* **EXERCISE BRIEF**: Your task is to copy every record exactly.

***** MATERIAL SHOWN *****

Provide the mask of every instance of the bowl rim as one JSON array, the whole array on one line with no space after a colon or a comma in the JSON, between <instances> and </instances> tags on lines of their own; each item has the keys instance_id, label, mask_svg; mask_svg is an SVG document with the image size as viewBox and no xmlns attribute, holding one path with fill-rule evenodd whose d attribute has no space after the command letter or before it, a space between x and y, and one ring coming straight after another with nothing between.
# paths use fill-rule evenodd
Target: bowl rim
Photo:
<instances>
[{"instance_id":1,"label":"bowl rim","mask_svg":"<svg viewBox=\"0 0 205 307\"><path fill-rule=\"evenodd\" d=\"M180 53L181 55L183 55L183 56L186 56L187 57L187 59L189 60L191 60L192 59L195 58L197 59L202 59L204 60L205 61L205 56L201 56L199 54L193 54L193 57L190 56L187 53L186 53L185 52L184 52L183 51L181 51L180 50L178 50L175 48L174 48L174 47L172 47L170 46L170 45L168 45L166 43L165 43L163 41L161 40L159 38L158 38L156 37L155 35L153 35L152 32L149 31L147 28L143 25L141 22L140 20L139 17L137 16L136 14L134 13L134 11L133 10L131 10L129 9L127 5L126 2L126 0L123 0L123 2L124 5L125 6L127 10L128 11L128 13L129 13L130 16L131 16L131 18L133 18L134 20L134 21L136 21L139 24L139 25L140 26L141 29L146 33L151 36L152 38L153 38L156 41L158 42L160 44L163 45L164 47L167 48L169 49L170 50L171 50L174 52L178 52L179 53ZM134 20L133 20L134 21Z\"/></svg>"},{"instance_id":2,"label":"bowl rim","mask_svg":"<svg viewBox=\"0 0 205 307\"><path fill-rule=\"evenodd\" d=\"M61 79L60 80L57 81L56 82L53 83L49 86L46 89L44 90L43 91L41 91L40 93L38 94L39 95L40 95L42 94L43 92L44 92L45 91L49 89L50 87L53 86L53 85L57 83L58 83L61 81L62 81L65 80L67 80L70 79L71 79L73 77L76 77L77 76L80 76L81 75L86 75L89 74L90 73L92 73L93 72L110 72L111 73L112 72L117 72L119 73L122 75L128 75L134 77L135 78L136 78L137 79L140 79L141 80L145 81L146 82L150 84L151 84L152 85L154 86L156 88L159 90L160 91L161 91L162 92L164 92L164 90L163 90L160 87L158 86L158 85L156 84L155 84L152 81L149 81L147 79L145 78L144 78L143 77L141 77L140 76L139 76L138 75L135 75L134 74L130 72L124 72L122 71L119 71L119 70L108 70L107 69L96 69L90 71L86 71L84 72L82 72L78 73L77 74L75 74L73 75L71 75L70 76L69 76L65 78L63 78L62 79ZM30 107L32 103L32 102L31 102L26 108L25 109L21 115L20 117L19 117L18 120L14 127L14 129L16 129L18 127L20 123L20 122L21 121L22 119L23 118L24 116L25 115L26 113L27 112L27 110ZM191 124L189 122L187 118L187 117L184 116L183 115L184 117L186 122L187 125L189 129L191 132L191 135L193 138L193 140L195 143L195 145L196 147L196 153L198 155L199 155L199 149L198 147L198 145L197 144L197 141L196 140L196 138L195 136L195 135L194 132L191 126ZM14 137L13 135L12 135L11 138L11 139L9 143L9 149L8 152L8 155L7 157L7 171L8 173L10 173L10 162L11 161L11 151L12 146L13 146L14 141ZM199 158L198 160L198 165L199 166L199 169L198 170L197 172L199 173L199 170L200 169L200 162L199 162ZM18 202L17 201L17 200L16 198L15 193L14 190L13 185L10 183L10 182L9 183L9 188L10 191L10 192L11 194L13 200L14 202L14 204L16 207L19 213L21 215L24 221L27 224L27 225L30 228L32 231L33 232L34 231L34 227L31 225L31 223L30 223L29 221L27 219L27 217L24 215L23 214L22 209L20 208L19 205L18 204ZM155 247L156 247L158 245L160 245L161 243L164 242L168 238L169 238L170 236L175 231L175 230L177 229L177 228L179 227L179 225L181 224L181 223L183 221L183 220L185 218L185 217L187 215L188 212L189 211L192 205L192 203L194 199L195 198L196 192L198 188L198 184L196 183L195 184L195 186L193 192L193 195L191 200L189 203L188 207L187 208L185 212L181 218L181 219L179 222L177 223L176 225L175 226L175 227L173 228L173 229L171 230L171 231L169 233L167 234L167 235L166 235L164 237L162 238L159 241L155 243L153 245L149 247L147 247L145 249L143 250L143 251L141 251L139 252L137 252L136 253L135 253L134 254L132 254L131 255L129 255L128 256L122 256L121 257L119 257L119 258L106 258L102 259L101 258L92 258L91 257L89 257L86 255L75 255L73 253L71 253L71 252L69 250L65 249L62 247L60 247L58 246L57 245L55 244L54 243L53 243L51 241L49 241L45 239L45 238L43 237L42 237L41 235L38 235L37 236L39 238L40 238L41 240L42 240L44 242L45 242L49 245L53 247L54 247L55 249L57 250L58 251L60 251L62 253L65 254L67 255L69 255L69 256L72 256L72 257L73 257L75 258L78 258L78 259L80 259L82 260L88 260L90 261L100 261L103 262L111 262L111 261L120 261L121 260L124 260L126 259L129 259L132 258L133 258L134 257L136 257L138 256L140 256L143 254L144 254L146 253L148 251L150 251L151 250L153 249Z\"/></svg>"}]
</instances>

*****

* **FINISHED ANSWER**:
Provide the mask of every instance of the bowl rim as one JSON array, the whole array on one line with no space after a colon or a comma in the JSON, between <instances> and </instances> tags on lines of their own; each item has the keys instance_id, label, mask_svg; mask_svg is an SVG document with the image size as viewBox and no xmlns attribute, holding one path with fill-rule evenodd whose d attribute has no space after the command letter or before it, a space between x and y, and one ring coming straight after another with nothing between.
# paths use fill-rule evenodd
Target: bowl rim
Photo:
<instances>
[{"instance_id":1,"label":"bowl rim","mask_svg":"<svg viewBox=\"0 0 205 307\"><path fill-rule=\"evenodd\" d=\"M180 53L181 55L183 55L183 56L186 56L187 57L187 59L189 60L191 60L192 59L195 58L197 59L202 59L204 60L205 61L205 56L201 56L199 54L193 54L193 57L190 56L187 53L186 53L185 52L184 52L183 51L181 51L180 50L178 50L175 48L174 48L174 47L172 47L170 46L170 45L168 45L166 43L165 43L163 41L161 40L159 38L158 38L156 37L155 35L153 35L152 32L149 31L147 28L143 25L141 22L140 20L139 17L137 16L136 14L134 13L134 11L133 10L131 10L129 9L127 5L126 2L126 0L123 0L123 2L124 5L125 6L127 10L128 11L128 13L129 13L130 16L131 16L131 18L133 18L134 20L134 21L136 21L139 24L139 25L140 26L141 29L146 33L151 36L152 38L153 38L156 41L158 42L160 44L163 45L164 47L167 48L169 49L170 50L171 50L174 52L178 52L179 53ZM134 20L133 20L134 21Z\"/></svg>"},{"instance_id":2,"label":"bowl rim","mask_svg":"<svg viewBox=\"0 0 205 307\"><path fill-rule=\"evenodd\" d=\"M61 79L60 80L57 81L56 82L53 83L49 86L46 89L44 90L43 91L41 91L40 93L38 94L39 95L40 95L42 94L43 92L44 92L45 91L49 89L50 87L53 86L53 85L57 83L58 83L61 81L62 81L65 80L67 80L70 79L71 79L73 77L76 77L77 76L80 76L81 75L86 75L89 74L90 73L92 73L93 72L110 72L111 73L112 72L117 72L119 73L122 75L128 75L134 77L135 78L136 78L137 79L140 79L141 80L145 81L146 82L150 84L151 84L152 85L154 86L156 88L159 90L160 91L161 91L162 92L164 92L164 90L163 90L160 87L158 86L158 85L156 84L155 84L152 81L149 81L147 79L145 78L144 78L143 77L141 77L140 76L139 76L138 75L135 75L134 74L130 72L124 72L122 71L119 71L119 70L108 70L107 69L96 69L90 71L86 71L84 72L82 72L78 73L77 74L75 74L73 75L71 75L70 76L69 76L65 78L63 78L62 79ZM30 107L32 103L32 102L31 102L26 108L25 109L21 115L20 117L19 117L18 120L14 127L14 129L16 129L18 127L20 123L20 122L21 121L22 119L23 118L24 116L25 115L26 113L27 112L27 110ZM191 124L189 122L187 118L187 117L184 116L183 115L184 117L186 122L187 125L189 129L191 132L191 135L193 138L193 140L195 143L195 145L196 147L196 153L198 155L199 155L199 149L198 147L198 145L197 144L197 141L196 140L196 138L195 136L195 135L194 132L191 126ZM14 137L13 135L12 135L11 138L11 139L9 143L9 149L8 152L8 155L7 157L7 171L8 173L10 173L10 162L11 161L11 151L12 146L13 146L14 141ZM199 158L198 160L198 165L199 166L199 169L198 170L197 172L199 173L199 170L200 169L200 162L199 162ZM18 202L17 201L17 200L16 198L15 193L14 190L13 185L10 183L10 182L9 183L9 188L10 191L10 192L11 194L13 200L14 202L14 204L16 207L19 213L21 215L24 221L27 224L27 225L30 228L32 231L33 232L34 231L34 227L31 225L31 223L30 223L29 221L27 219L27 217L24 215L23 214L22 209L20 208L19 205L18 204ZM155 247L156 247L158 245L160 245L161 243L164 242L168 238L169 238L170 236L175 231L175 230L177 229L177 228L179 227L179 225L181 224L181 223L183 221L183 220L185 218L185 217L187 215L188 212L189 211L192 205L192 203L194 199L195 198L196 192L198 188L198 184L196 183L195 184L195 186L193 192L193 195L191 200L189 203L188 207L187 208L185 212L181 218L181 219L179 222L177 223L176 225L175 226L175 227L173 228L173 229L171 230L171 231L169 233L167 234L167 235L166 235L164 237L162 238L159 241L155 243L153 245L149 247L147 247L145 249L143 250L143 251L141 251L139 252L137 252L136 253L135 253L134 254L132 254L131 255L129 255L128 256L122 256L121 257L119 257L119 258L106 258L102 259L101 258L92 258L91 257L89 257L86 255L75 255L73 253L71 253L71 252L69 250L65 249L62 247L60 247L58 246L57 245L55 244L54 243L53 243L51 241L49 241L45 239L45 238L43 237L42 237L41 235L38 235L37 236L39 238L40 238L41 240L42 240L44 242L45 242L49 245L53 247L54 247L55 249L57 250L58 251L60 251L62 253L65 254L67 255L69 255L69 256L72 256L72 257L73 257L75 258L78 258L78 259L80 259L82 260L88 260L90 261L100 261L103 262L111 262L111 261L120 261L121 260L124 260L126 259L129 259L132 258L133 258L134 257L136 257L138 256L140 256L143 254L144 254L146 253L148 251L150 251L151 250L153 249Z\"/></svg>"}]
</instances>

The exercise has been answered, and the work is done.